If an entry includes an image, drop the image and copy the rest verbatim.

_Record excerpts_
= Beginning of Section =

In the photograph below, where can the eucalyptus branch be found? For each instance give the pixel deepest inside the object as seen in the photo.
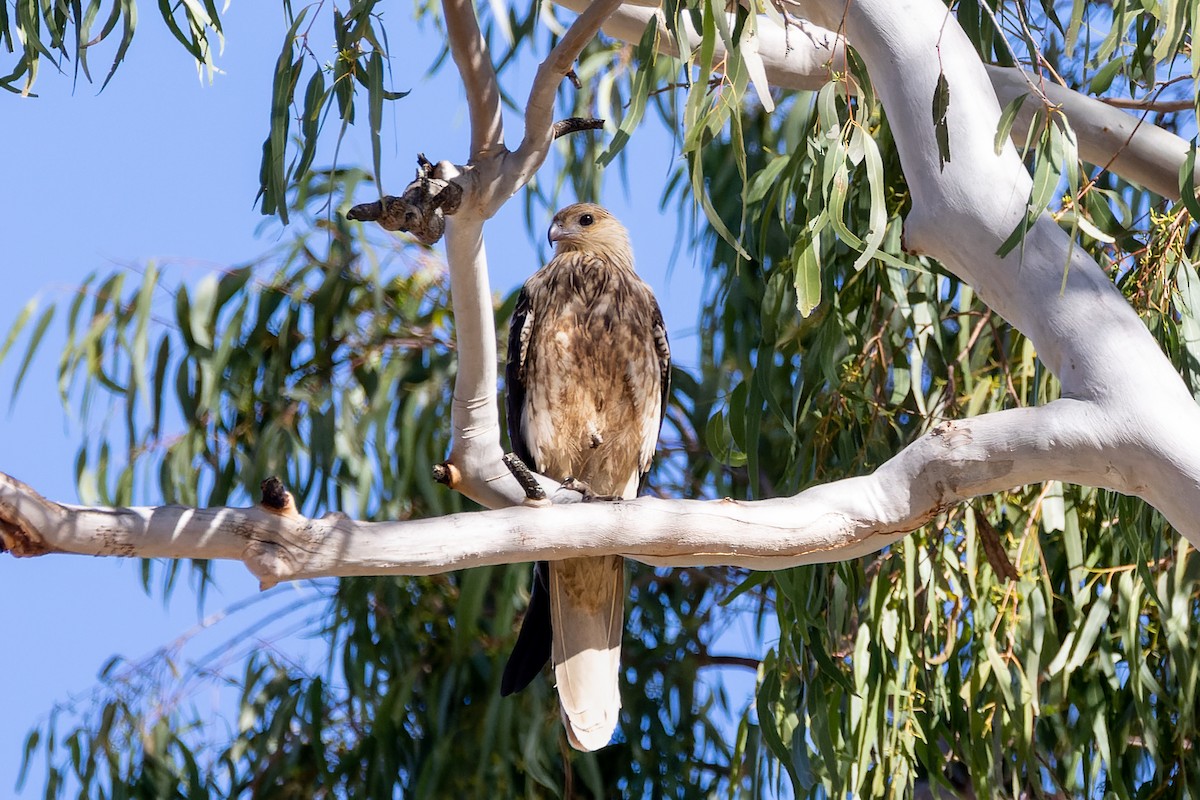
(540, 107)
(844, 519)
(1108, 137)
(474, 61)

= End of Section =

_Completed task_
In the photograph below, where can the eucalyptus branch be found? For each instance give the pixel deepest inside the object as seen in the photo.
(540, 107)
(844, 519)
(1108, 137)
(474, 61)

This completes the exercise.